(Lines of data)
◆ ◆ ◆

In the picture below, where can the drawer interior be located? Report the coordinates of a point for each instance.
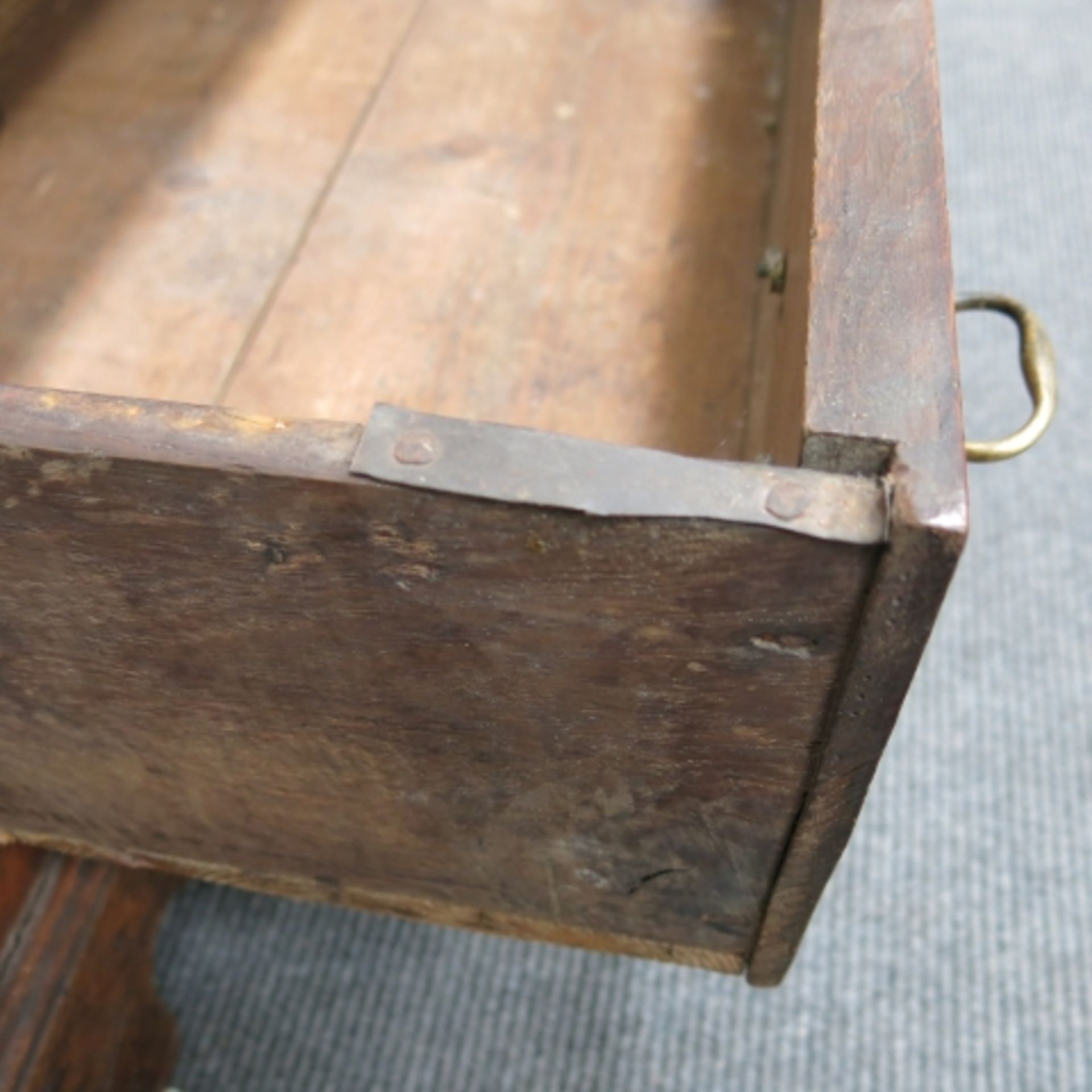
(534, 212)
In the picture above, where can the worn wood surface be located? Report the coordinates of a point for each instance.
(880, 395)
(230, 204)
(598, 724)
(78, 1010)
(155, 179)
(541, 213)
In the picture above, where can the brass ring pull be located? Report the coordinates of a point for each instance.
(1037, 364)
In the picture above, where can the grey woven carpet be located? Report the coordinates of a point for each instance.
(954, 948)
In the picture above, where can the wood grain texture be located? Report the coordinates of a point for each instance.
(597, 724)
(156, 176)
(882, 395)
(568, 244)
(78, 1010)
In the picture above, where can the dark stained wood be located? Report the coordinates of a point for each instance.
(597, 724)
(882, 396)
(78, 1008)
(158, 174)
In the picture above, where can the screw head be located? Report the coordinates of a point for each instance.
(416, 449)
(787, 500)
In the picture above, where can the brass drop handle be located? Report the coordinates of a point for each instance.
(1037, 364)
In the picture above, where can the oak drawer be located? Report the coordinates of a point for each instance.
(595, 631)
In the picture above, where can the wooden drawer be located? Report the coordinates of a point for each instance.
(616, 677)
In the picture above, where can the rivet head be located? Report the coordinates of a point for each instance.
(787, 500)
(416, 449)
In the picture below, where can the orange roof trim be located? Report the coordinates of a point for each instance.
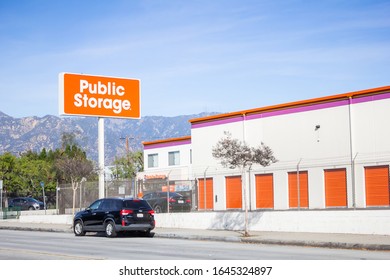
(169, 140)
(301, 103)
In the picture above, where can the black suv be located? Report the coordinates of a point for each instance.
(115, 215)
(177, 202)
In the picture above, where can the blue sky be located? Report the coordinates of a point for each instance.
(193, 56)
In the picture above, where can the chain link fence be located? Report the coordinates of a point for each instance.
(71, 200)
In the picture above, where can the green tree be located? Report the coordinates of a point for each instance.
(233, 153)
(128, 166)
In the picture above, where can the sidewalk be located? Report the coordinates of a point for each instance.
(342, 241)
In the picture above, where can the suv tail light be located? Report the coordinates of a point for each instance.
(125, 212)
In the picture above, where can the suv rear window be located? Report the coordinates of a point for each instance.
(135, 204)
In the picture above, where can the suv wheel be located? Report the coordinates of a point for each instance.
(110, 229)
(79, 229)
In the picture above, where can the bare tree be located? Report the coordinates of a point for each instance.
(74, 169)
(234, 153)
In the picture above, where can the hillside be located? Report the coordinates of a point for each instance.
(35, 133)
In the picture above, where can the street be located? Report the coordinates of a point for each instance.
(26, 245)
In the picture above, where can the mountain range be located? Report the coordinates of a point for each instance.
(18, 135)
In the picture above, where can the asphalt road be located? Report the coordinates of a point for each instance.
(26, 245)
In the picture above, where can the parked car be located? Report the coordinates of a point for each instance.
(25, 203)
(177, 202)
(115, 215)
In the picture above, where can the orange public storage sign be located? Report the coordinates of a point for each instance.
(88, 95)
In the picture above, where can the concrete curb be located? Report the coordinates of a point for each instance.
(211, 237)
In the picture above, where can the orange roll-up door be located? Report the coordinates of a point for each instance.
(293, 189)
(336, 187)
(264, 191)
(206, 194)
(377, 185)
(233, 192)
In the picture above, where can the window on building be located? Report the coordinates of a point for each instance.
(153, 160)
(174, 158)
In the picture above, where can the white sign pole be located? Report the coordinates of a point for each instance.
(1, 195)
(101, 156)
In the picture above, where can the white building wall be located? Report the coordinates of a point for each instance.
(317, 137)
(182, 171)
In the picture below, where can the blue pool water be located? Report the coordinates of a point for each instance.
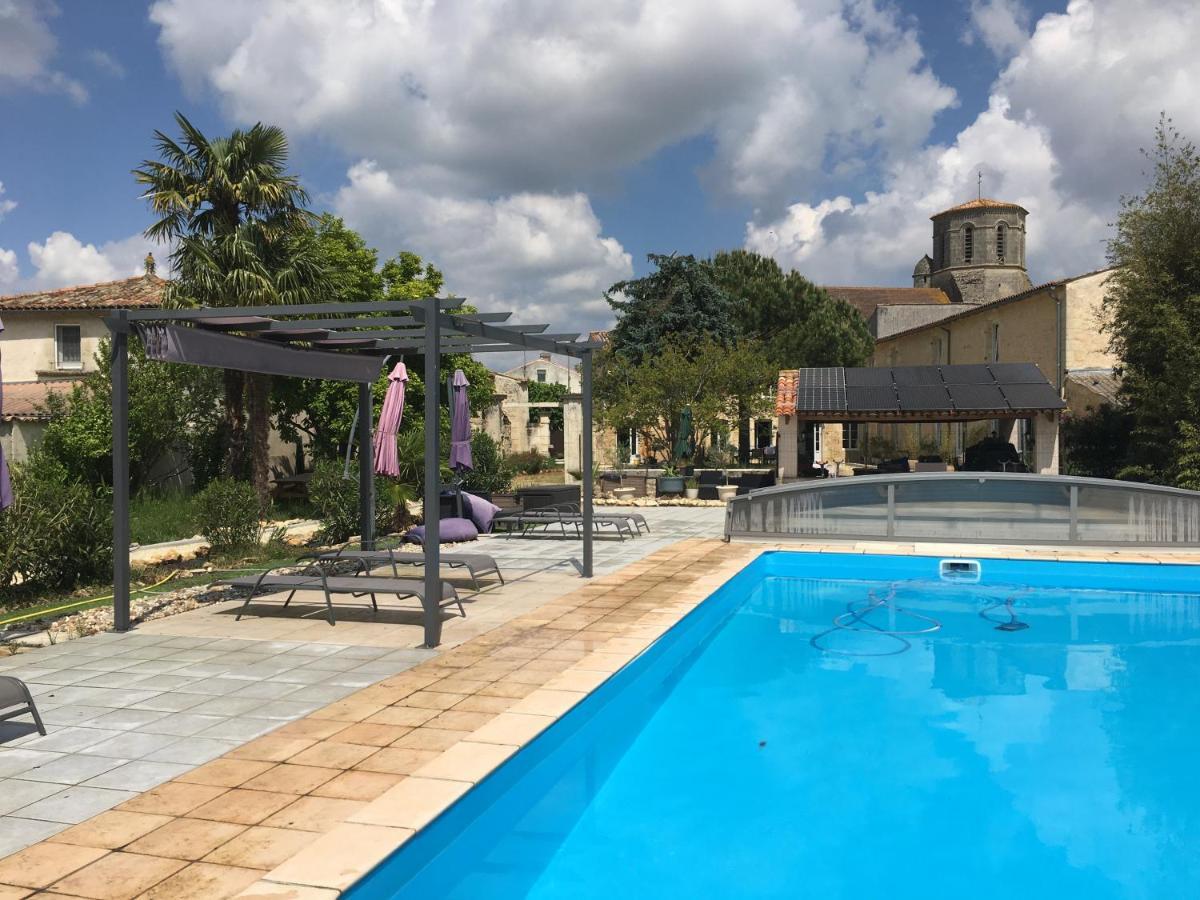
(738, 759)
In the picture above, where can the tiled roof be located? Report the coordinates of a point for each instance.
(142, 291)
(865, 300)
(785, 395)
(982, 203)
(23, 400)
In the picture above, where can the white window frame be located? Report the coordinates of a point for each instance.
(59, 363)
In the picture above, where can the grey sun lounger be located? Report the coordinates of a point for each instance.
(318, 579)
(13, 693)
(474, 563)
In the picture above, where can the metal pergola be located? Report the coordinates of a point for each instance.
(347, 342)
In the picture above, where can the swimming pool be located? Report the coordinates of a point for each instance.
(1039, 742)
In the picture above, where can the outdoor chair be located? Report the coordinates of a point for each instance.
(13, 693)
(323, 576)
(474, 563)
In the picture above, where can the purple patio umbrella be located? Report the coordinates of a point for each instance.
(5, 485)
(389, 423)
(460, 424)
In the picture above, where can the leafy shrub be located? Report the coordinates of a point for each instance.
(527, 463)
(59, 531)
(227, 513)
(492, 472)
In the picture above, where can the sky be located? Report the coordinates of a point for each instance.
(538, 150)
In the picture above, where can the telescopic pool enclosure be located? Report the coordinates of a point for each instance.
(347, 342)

◆ ◆ ◆

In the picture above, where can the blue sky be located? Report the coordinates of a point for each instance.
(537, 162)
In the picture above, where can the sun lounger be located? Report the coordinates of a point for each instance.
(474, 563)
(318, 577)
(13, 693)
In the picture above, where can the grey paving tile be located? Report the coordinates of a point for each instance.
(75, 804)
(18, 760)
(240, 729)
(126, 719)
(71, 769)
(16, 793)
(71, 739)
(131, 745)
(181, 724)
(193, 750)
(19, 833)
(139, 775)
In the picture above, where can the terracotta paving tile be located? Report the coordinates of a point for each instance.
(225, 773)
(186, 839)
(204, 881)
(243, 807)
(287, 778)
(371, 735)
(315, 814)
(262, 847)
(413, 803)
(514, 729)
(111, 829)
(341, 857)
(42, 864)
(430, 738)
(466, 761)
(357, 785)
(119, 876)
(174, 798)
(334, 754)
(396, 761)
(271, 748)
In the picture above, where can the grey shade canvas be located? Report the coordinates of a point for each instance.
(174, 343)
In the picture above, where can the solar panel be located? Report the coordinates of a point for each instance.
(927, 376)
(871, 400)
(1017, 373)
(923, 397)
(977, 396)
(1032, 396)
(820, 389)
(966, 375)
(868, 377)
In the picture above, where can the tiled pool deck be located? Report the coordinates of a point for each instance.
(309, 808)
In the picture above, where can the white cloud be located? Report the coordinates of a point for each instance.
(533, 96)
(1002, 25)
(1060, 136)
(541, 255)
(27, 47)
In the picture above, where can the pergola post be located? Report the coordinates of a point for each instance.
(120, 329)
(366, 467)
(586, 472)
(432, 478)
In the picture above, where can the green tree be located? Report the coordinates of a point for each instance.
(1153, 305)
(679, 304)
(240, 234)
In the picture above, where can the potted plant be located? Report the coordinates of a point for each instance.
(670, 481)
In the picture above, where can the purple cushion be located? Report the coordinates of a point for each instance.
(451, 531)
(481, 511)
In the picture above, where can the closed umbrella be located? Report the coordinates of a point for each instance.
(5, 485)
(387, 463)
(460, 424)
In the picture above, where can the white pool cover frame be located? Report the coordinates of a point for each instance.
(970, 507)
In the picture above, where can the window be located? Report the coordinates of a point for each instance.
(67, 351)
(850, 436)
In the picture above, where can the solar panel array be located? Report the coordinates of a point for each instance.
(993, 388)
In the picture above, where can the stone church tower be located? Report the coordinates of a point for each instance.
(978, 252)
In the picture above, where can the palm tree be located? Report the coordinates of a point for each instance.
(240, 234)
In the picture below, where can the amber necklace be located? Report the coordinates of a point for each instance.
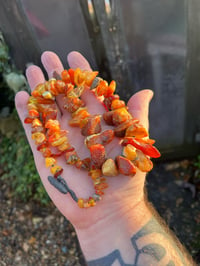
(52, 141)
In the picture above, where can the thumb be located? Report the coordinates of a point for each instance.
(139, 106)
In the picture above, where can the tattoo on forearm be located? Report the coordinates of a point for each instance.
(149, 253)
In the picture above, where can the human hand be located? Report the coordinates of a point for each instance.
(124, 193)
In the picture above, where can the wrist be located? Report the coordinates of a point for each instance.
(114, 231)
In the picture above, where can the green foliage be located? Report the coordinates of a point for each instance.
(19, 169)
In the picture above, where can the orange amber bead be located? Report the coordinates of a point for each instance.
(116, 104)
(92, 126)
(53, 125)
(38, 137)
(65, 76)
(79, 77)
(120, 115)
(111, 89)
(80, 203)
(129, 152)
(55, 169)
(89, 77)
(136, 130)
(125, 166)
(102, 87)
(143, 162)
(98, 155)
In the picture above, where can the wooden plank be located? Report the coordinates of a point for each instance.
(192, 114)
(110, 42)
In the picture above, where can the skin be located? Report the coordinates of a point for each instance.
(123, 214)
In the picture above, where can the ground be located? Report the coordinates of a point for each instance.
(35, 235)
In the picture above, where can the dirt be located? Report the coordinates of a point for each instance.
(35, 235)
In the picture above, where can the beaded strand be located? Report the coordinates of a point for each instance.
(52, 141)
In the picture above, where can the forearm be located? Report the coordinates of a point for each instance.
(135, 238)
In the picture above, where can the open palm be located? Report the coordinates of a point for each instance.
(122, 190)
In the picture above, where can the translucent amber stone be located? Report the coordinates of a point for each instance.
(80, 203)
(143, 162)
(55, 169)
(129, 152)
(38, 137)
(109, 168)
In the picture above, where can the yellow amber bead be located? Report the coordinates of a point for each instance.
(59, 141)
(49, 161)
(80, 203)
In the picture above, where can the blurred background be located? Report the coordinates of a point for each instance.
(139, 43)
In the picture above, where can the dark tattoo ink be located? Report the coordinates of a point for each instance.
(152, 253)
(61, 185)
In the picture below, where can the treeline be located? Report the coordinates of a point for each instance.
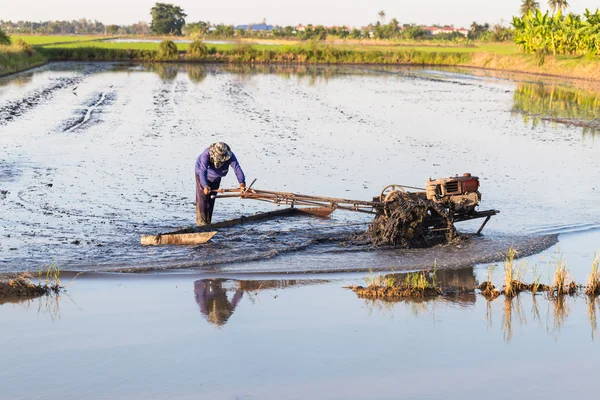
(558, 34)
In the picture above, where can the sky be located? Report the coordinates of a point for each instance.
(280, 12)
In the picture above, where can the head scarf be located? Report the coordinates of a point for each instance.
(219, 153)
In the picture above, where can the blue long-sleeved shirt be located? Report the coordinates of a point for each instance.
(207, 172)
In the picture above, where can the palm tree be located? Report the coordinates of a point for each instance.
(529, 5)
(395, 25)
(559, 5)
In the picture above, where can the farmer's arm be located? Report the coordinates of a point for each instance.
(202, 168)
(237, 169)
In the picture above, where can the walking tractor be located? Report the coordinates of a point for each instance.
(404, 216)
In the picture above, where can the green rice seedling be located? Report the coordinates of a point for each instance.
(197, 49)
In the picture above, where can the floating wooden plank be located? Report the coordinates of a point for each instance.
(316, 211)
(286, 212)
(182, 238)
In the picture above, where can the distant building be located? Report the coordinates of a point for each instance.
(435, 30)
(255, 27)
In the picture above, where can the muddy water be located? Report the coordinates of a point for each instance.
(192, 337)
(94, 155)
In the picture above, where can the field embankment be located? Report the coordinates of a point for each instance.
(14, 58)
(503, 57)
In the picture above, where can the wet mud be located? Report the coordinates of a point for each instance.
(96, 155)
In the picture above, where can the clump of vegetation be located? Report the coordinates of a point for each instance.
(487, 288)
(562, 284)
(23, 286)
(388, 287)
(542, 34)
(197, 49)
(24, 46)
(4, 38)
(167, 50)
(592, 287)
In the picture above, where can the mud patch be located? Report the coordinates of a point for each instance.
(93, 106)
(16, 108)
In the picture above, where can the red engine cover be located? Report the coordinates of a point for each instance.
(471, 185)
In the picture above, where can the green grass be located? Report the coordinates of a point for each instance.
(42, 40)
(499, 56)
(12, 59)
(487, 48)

◆ ◆ ◆

### Task goal
Report how many lines of the data contain the string "sign", with case counting. Give only the number.

### Written reply
2